**EXERCISE:**
Starting at the first of the rows below and ending at the line containing "[[517, 152]]", rewrite the lines with "hangar" swapped for "warehouse" and everything else kept the same. Omit the pictures from your answer.

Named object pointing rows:
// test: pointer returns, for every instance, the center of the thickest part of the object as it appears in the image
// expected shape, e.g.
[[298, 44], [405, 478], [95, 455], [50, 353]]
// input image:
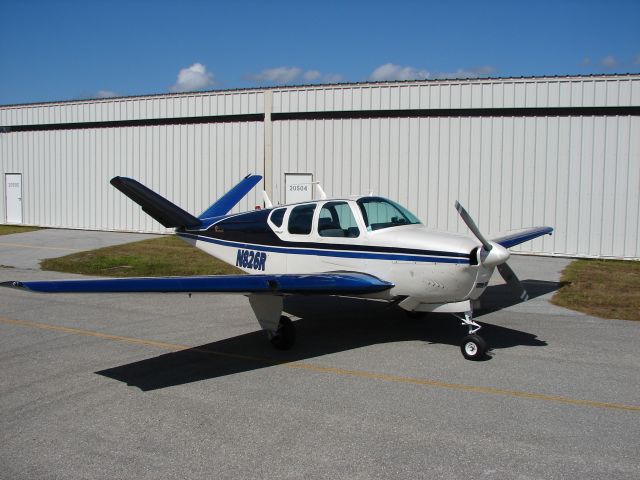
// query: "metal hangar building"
[[517, 152]]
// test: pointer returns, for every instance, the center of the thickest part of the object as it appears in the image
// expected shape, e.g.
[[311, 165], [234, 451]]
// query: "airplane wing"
[[521, 236], [335, 283]]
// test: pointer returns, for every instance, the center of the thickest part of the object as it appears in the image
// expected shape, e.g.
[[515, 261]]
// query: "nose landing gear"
[[473, 346]]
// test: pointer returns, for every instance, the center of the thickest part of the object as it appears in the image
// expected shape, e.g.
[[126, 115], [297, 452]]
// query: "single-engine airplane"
[[362, 246]]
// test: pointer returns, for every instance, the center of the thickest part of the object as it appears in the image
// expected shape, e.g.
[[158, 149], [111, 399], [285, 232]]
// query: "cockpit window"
[[277, 216], [337, 220], [383, 213], [300, 219]]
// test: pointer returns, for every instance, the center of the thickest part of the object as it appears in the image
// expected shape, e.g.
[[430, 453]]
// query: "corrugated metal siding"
[[192, 105], [578, 174], [66, 173], [493, 93]]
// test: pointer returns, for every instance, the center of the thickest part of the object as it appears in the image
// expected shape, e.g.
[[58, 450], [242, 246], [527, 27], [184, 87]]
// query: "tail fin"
[[231, 198], [161, 209]]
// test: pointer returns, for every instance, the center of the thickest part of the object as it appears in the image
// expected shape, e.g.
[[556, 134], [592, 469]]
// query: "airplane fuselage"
[[364, 235]]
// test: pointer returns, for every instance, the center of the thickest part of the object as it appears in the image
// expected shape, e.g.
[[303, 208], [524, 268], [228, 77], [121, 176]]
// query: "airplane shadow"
[[326, 325]]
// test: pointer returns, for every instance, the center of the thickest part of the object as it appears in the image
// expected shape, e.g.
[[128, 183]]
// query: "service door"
[[13, 192]]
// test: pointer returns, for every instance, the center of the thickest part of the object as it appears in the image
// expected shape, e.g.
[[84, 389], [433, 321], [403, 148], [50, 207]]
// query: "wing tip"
[[14, 284]]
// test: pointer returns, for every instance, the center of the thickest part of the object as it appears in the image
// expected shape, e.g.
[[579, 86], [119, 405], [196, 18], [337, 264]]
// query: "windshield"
[[382, 213]]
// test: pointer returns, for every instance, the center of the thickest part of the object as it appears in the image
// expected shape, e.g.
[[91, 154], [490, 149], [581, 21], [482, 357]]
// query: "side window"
[[337, 220], [300, 219], [277, 216]]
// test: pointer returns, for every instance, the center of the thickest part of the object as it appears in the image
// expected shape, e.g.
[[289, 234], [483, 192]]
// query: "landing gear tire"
[[285, 336], [473, 347]]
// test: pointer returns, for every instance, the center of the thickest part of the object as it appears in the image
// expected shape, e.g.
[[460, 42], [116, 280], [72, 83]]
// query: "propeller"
[[494, 255]]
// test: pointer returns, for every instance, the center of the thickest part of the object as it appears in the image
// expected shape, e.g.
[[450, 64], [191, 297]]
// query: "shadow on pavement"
[[326, 325]]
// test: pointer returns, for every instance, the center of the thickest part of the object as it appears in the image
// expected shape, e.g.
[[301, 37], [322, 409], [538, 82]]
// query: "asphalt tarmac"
[[167, 386]]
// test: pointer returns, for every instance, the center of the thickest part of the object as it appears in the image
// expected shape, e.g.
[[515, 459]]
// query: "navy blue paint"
[[231, 198], [322, 283], [518, 238]]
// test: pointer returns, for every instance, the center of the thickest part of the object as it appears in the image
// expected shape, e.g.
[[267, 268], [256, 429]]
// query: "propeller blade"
[[466, 218], [513, 281]]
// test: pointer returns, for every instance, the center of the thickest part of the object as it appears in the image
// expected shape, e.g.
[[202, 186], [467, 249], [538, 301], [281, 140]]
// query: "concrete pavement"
[[167, 386]]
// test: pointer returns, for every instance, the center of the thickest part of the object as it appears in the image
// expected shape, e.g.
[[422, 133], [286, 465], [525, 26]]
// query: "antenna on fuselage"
[[321, 194]]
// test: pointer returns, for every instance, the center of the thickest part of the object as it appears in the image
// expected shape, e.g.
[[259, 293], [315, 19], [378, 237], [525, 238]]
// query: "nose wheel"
[[473, 346], [285, 336]]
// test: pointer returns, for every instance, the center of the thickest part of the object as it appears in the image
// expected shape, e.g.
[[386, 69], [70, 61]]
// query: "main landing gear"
[[285, 335], [473, 346]]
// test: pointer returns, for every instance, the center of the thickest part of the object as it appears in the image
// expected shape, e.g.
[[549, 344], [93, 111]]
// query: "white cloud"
[[311, 75], [390, 71], [609, 61], [475, 72], [192, 79], [332, 78], [290, 75], [278, 75], [105, 94]]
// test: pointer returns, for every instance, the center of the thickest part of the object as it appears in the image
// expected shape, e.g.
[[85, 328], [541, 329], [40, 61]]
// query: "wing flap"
[[521, 236], [337, 283]]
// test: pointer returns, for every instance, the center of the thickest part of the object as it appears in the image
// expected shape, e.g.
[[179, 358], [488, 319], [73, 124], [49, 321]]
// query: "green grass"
[[9, 229], [603, 288], [167, 255]]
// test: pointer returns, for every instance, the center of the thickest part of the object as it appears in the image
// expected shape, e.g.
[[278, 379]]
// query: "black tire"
[[285, 336], [473, 347]]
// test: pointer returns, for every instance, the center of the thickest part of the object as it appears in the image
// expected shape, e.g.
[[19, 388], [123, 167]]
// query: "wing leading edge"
[[337, 283]]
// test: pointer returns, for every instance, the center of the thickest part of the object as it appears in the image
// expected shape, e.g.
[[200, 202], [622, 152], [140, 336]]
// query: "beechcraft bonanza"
[[365, 246]]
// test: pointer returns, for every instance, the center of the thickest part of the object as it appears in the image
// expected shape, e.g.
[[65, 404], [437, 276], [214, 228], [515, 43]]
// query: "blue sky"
[[63, 50]]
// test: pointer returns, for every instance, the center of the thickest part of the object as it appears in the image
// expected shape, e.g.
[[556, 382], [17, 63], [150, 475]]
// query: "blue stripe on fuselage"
[[328, 253]]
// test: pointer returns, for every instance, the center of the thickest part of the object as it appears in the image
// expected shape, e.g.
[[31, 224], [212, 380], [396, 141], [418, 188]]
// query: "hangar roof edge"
[[611, 76]]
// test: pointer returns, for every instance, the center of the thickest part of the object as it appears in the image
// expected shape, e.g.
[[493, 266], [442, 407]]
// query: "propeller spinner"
[[494, 255]]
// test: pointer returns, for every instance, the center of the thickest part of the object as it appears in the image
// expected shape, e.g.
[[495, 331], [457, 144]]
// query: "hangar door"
[[13, 191]]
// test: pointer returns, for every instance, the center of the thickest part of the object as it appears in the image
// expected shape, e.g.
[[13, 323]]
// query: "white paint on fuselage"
[[427, 281]]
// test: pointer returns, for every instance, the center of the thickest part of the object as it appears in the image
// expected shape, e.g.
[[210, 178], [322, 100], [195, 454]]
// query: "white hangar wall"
[[66, 170], [560, 151]]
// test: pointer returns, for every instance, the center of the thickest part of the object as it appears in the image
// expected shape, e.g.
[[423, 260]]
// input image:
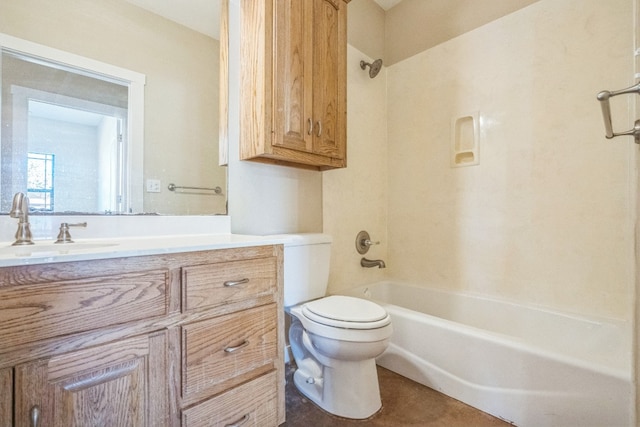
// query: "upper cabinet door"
[[293, 80], [329, 78]]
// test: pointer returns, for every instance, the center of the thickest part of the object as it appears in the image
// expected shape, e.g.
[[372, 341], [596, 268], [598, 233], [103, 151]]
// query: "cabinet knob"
[[35, 416], [239, 422], [232, 283], [310, 124], [236, 348]]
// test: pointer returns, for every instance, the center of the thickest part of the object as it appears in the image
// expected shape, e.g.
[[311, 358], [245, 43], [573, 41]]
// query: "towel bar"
[[216, 190], [603, 97]]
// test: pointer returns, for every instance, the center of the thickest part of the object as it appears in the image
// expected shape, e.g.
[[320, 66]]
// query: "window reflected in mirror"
[[65, 137]]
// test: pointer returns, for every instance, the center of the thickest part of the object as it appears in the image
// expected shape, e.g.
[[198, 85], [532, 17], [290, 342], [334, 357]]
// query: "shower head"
[[374, 68]]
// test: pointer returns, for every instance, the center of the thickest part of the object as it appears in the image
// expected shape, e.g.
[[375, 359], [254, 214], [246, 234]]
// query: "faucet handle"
[[63, 235]]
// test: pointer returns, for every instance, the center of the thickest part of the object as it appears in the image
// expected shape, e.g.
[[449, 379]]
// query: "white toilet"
[[334, 339]]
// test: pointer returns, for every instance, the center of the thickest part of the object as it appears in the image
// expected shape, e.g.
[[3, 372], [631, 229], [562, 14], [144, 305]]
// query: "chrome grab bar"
[[604, 97]]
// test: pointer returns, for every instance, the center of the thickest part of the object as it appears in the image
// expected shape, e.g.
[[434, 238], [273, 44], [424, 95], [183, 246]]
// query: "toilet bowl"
[[336, 364], [335, 339]]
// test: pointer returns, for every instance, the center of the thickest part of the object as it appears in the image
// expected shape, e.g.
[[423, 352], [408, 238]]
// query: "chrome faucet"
[[20, 210], [368, 263]]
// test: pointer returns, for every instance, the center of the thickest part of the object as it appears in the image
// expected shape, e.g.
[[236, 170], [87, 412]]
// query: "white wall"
[[547, 216], [355, 198]]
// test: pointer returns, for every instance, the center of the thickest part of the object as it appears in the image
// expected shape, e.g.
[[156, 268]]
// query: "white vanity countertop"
[[44, 251]]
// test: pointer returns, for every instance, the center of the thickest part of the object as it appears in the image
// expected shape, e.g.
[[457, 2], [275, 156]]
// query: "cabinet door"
[[294, 68], [6, 397], [109, 385], [329, 74]]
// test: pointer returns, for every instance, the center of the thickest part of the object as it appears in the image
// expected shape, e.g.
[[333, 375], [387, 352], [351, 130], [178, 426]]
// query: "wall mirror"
[[80, 147]]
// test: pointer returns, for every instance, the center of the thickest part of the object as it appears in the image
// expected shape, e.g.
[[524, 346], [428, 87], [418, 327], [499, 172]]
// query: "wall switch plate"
[[153, 186]]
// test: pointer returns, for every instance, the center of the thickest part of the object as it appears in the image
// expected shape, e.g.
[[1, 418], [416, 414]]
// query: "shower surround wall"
[[547, 217]]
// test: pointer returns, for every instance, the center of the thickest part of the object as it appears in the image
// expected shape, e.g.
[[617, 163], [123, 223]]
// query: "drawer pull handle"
[[239, 422], [236, 348], [35, 416], [232, 283]]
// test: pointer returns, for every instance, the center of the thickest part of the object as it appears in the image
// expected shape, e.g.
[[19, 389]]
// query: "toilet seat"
[[346, 312]]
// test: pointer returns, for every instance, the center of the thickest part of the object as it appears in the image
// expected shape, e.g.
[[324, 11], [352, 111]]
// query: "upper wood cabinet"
[[293, 82]]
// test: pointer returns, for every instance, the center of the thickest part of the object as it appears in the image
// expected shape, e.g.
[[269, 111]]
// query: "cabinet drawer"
[[215, 284], [219, 349], [251, 404], [33, 312]]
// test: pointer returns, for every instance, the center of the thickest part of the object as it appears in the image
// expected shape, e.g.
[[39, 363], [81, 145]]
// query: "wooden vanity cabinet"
[[293, 82], [201, 343]]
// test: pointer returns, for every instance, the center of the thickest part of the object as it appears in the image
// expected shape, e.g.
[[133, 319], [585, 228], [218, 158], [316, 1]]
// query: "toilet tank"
[[306, 267]]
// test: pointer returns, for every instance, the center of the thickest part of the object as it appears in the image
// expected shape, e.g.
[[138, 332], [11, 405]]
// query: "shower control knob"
[[363, 242]]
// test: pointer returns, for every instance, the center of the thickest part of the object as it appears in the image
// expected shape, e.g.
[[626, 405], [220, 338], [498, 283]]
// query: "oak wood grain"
[[128, 367], [207, 355], [254, 401], [6, 399], [293, 90], [215, 284]]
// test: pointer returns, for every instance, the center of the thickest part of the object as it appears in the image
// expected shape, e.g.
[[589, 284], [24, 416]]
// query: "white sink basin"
[[50, 248]]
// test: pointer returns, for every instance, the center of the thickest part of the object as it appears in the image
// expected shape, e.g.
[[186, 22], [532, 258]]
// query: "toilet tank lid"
[[302, 239], [346, 309]]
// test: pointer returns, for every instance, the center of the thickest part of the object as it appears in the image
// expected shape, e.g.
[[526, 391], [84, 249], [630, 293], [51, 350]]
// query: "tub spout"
[[368, 263]]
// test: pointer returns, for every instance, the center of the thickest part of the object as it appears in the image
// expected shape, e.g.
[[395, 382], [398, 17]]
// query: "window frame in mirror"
[[135, 115]]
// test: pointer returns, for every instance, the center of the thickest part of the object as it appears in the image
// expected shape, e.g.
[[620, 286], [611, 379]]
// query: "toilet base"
[[348, 389]]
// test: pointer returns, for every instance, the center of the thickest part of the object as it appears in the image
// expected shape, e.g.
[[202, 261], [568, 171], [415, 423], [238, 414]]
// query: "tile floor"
[[404, 403]]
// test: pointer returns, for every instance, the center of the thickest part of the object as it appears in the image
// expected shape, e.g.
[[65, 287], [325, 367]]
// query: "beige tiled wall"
[[547, 217]]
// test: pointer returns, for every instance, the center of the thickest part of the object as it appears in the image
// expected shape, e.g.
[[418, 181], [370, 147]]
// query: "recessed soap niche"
[[465, 140]]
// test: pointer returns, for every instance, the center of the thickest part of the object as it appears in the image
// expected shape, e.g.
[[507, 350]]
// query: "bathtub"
[[526, 365]]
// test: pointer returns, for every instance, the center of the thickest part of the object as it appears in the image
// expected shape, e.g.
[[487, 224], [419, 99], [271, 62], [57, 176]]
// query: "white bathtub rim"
[[594, 319], [444, 382], [513, 343], [621, 369]]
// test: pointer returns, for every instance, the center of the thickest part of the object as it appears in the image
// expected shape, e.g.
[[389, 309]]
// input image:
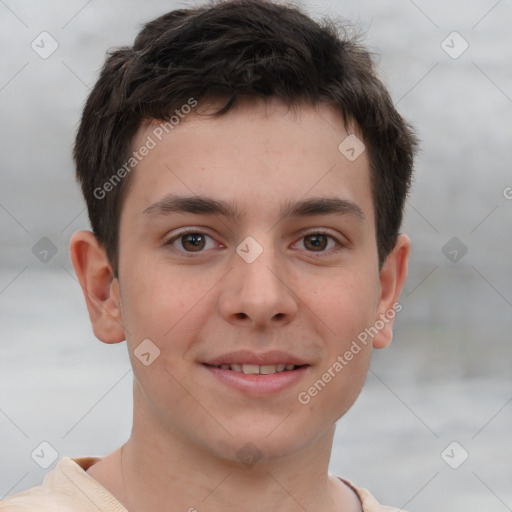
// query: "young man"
[[245, 174]]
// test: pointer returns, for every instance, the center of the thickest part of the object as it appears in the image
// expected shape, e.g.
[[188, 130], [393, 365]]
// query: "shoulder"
[[66, 488]]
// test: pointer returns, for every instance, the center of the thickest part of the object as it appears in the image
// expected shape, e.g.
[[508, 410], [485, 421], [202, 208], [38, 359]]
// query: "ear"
[[392, 279], [100, 287]]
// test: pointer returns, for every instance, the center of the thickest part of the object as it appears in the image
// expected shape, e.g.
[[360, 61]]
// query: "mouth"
[[256, 374], [255, 369]]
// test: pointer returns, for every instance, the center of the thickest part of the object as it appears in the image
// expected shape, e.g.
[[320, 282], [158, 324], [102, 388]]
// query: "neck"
[[160, 468]]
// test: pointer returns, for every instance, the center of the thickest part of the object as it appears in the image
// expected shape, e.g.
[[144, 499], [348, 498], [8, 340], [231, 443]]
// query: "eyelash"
[[191, 254]]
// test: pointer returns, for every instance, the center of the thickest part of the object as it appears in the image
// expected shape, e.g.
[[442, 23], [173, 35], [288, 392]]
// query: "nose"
[[257, 294]]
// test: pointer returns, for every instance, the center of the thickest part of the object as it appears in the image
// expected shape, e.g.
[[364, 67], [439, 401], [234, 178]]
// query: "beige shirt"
[[68, 488]]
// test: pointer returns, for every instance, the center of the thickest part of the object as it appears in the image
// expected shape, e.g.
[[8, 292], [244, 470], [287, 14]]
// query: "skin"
[[310, 302]]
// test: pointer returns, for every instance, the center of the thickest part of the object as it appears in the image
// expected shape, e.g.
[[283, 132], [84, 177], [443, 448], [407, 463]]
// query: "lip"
[[257, 385], [249, 357]]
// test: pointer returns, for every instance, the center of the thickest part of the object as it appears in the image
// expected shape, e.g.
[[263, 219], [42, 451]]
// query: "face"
[[248, 258]]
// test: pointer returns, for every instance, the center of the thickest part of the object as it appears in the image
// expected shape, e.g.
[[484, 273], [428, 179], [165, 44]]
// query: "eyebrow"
[[203, 205]]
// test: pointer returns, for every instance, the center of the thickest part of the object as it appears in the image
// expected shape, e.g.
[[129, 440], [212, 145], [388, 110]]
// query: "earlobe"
[[100, 287], [392, 278]]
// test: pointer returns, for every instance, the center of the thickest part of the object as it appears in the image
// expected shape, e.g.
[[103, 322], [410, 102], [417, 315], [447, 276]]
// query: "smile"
[[255, 369]]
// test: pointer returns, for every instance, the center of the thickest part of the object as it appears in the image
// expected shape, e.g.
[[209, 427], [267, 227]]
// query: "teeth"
[[250, 369], [254, 369]]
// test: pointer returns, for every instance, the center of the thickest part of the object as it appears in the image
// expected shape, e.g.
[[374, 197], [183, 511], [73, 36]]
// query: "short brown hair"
[[235, 49]]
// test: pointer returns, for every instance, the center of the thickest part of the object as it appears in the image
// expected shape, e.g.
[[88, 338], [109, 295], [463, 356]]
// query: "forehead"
[[258, 156]]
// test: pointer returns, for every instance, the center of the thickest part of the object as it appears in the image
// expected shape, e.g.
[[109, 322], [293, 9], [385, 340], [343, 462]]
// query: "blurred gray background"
[[447, 376]]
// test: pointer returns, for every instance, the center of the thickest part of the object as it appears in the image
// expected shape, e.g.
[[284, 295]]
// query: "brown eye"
[[316, 242], [193, 242]]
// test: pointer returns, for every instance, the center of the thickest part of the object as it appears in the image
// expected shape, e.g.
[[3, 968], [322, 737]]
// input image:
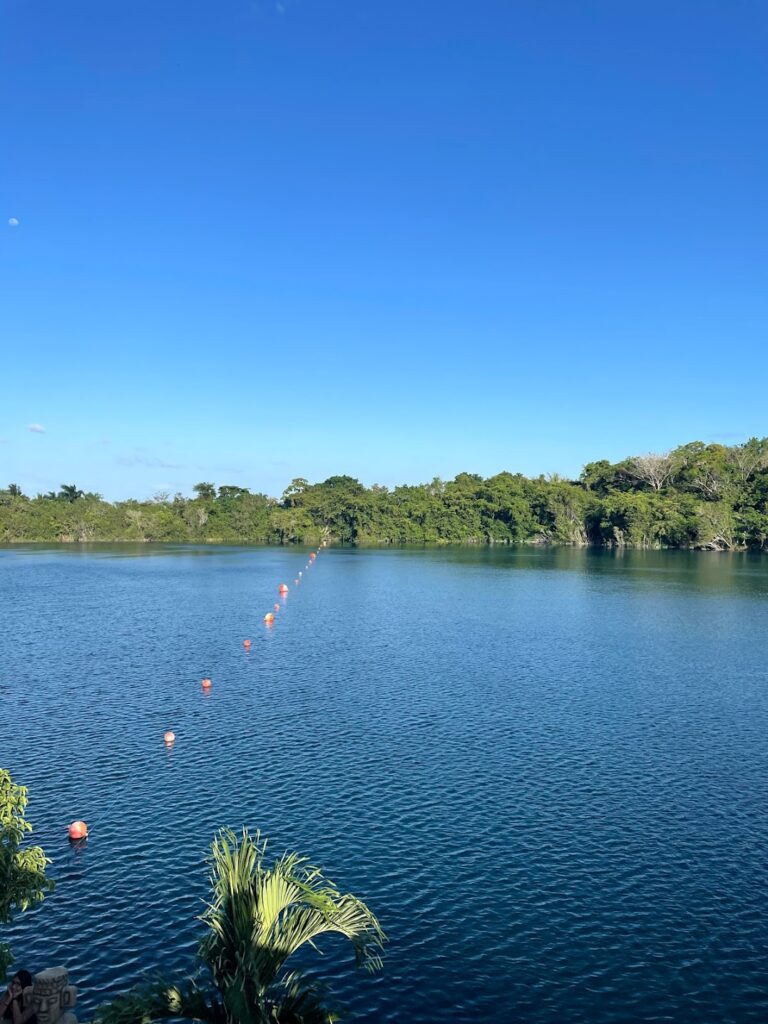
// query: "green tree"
[[23, 878], [69, 493], [206, 492], [258, 916]]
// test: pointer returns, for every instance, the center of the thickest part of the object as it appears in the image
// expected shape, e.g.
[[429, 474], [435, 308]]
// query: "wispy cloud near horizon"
[[152, 462]]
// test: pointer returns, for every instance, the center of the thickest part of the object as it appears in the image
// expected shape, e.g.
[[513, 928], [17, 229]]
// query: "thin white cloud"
[[151, 462]]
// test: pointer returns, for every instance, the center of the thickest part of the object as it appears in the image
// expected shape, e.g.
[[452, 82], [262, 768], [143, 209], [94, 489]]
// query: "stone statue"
[[53, 996]]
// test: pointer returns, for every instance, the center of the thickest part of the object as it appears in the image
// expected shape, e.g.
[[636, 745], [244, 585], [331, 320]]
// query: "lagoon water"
[[545, 770]]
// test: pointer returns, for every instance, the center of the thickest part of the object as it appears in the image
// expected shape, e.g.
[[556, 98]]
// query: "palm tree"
[[258, 918], [70, 493]]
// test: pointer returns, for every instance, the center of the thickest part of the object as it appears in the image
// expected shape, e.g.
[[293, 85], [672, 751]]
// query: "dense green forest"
[[697, 496]]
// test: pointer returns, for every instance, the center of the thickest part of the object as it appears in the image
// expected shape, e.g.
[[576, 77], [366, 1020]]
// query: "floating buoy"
[[78, 829]]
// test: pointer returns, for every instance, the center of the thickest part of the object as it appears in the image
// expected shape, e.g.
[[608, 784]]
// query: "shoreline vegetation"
[[706, 497]]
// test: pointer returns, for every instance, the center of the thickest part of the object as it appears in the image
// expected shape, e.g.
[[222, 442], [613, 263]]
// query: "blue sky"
[[259, 240]]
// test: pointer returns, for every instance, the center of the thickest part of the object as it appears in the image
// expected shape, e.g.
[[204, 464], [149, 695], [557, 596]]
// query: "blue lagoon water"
[[545, 770]]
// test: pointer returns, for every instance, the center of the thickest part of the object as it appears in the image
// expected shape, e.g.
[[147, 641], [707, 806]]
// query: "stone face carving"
[[53, 996]]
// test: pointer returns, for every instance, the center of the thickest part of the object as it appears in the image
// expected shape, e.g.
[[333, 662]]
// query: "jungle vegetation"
[[23, 878], [259, 915], [697, 496]]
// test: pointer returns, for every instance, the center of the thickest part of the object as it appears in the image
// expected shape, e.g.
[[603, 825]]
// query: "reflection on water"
[[545, 769]]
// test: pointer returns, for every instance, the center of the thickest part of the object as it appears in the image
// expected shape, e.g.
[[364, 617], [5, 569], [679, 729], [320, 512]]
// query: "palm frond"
[[158, 999]]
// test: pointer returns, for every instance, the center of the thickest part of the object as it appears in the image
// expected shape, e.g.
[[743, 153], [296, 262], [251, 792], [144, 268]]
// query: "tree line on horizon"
[[696, 496]]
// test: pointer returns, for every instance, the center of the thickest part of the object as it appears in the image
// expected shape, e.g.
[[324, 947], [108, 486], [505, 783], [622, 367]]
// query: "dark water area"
[[545, 770]]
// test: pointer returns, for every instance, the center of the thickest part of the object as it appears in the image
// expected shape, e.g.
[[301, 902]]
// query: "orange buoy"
[[78, 829]]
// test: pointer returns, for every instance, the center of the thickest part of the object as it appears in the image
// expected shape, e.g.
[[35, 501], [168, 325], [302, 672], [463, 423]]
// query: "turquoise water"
[[545, 770]]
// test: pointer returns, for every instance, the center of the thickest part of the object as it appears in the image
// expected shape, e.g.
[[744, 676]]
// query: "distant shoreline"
[[698, 497]]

**TASK ANSWER:**
// test: pointer returns, for every instance, the center of the thickest part of the object as it appears in the image
// expected shape, e.g.
[[298, 44], [405, 478], [95, 455], [50, 353]]
// input image:
// query: "metal warehouse building"
[[517, 152]]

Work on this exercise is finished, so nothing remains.